### Your objective
Write out every one of the following rows word for word, leaving out the pictures.

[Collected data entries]
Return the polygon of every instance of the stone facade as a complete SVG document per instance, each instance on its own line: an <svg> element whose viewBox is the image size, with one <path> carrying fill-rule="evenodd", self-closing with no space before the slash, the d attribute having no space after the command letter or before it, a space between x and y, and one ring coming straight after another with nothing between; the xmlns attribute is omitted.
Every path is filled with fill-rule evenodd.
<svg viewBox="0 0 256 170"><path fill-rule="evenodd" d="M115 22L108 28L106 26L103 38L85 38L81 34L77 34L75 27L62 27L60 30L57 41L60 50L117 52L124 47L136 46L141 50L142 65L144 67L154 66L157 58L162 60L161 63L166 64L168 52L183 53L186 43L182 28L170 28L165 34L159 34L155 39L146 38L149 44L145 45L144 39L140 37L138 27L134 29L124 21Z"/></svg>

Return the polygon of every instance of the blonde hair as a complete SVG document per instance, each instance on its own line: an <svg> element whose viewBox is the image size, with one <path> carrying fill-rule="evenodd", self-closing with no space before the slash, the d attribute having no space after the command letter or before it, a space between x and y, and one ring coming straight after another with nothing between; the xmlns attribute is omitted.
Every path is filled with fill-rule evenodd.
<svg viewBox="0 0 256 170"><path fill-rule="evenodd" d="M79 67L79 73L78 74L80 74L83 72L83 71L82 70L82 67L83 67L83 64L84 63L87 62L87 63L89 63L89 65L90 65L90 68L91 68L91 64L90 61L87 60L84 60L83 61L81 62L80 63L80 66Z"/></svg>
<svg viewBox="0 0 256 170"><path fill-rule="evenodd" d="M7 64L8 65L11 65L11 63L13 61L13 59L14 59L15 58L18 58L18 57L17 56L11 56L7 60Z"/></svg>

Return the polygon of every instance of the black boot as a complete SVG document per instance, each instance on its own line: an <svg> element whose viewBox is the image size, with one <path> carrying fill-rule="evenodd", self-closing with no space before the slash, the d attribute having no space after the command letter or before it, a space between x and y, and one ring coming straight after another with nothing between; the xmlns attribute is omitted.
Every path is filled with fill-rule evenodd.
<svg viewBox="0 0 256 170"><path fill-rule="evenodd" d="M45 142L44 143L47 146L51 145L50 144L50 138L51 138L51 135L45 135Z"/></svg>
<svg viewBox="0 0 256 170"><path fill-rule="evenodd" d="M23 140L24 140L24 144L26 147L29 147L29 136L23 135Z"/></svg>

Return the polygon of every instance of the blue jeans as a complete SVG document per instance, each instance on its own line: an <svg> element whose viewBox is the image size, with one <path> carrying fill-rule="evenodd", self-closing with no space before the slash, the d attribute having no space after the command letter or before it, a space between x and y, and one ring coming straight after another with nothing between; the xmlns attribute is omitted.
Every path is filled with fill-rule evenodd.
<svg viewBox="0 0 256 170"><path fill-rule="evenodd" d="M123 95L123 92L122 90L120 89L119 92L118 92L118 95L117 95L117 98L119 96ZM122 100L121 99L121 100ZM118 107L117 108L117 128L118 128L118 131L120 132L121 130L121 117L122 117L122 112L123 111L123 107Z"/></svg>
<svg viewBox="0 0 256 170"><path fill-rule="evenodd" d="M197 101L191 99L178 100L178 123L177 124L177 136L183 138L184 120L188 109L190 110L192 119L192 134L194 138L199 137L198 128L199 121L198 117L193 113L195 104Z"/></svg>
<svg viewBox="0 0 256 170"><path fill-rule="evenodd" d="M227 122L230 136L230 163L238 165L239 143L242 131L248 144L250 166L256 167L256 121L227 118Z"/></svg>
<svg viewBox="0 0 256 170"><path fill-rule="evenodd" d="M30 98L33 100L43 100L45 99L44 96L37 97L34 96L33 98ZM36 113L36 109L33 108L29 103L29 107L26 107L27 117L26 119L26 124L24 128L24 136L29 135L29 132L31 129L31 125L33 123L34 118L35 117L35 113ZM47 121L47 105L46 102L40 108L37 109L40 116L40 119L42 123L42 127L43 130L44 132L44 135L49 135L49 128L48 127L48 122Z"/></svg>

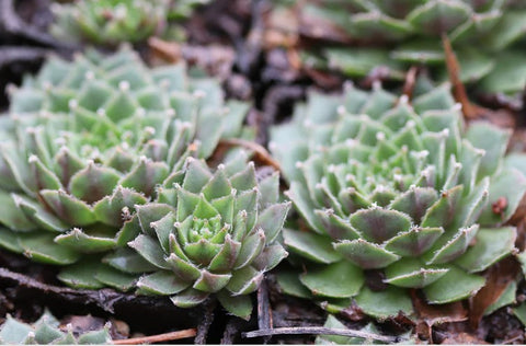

### Solution to this exercise
Return the polygon of every instance of the stone facade as a complete SVG document per instance, each instance on its own line: an <svg> element whose viewBox is the image size, with one <path> carrying fill-rule="evenodd", self-closing with no space before the slash, the d attribute having no space after the command letter or before it, a space between x and y, and one ring coming straight after another with nothing between; the xmlns attribute is omitted.
Every path is filled with fill-rule evenodd.
<svg viewBox="0 0 256 170"><path fill-rule="evenodd" d="M115 22L108 28L106 26L103 38L85 38L81 34L77 34L75 27L62 27L60 30L57 41L60 50L117 52L124 47L136 46L141 50L142 65L144 67L154 66L157 58L162 60L161 63L166 64L168 52L183 53L186 43L182 28L170 28L165 34L159 34L155 39L146 38L149 44L145 45L144 39L140 37L138 27L134 29L124 21Z"/></svg>

Return the polygon of every instance of the blonde hair as a complete SVG document per instance, each instance on its own line: an <svg> element whose viewBox is the image size, with one <path> carrying fill-rule="evenodd", self-closing with no space before the slash, the d attribute having no space after the command letter or before it, a space between x and y, and one ring coming straight after another with nothing between; the xmlns attribute is omitted.
Every path is filled with fill-rule evenodd.
<svg viewBox="0 0 256 170"><path fill-rule="evenodd" d="M79 67L79 73L78 74L80 74L83 72L83 71L82 70L82 67L83 67L83 64L84 63L87 62L87 63L89 63L89 65L90 65L90 68L91 68L91 64L90 61L87 60L84 60L83 61L81 62L80 63L80 66Z"/></svg>
<svg viewBox="0 0 256 170"><path fill-rule="evenodd" d="M7 64L8 65L11 65L11 63L13 61L13 59L14 59L15 58L18 58L18 57L17 56L11 56L7 60Z"/></svg>

Return the polygon of every instance of the black boot as a complete SVG document per instance, each instance on its own line: an <svg> element whose viewBox is the image size, with one <path> carrying fill-rule="evenodd", self-closing with no space before the slash, the d attribute having no space after the command letter or before it, a space between x and y, and one ring coming straight after another with nothing between; the xmlns attribute is omitted.
Every path is filled with fill-rule evenodd.
<svg viewBox="0 0 256 170"><path fill-rule="evenodd" d="M45 142L44 143L47 146L51 145L50 144L50 138L51 138L51 135L45 135Z"/></svg>
<svg viewBox="0 0 256 170"><path fill-rule="evenodd" d="M23 140L24 140L24 144L26 147L29 147L29 136L23 135Z"/></svg>

Return the polygon of every instance of the blue jeans as a complete SVG document per instance, each instance on its own line: an <svg> element whose viewBox is the image size, with one <path> carrying fill-rule="evenodd", self-closing with no space before the slash, the d attribute having no space after the command letter or before it, a space between x and y, and one ring coming straight after another with nothing between; the xmlns attribute is omitted.
Every path is filled with fill-rule evenodd.
<svg viewBox="0 0 256 170"><path fill-rule="evenodd" d="M123 95L123 92L122 90L120 89L119 92L118 92L118 95L117 95L117 98L119 96ZM122 100L121 99L121 100ZM118 107L117 108L117 128L118 128L118 131L120 132L121 130L121 117L122 117L122 112L123 111L123 107Z"/></svg>
<svg viewBox="0 0 256 170"><path fill-rule="evenodd" d="M197 101L191 99L178 100L178 123L177 124L177 136L183 138L184 120L188 109L190 110L192 119L192 134L194 138L199 137L198 128L199 121L198 117L193 113L195 104Z"/></svg>
<svg viewBox="0 0 256 170"><path fill-rule="evenodd" d="M227 122L230 136L230 163L238 165L239 143L242 131L248 144L250 166L256 167L256 121L227 118Z"/></svg>
<svg viewBox="0 0 256 170"><path fill-rule="evenodd" d="M30 98L33 100L43 100L45 99L44 96L37 97L34 96L33 98ZM36 113L36 109L33 108L29 103L29 107L26 107L27 117L26 119L26 124L24 128L24 136L29 135L29 132L31 129L31 125L33 123L34 118L35 117L35 113ZM47 121L47 105L46 102L40 108L37 109L40 116L40 119L42 123L42 127L43 130L44 132L44 135L49 135L49 128L48 127L48 122Z"/></svg>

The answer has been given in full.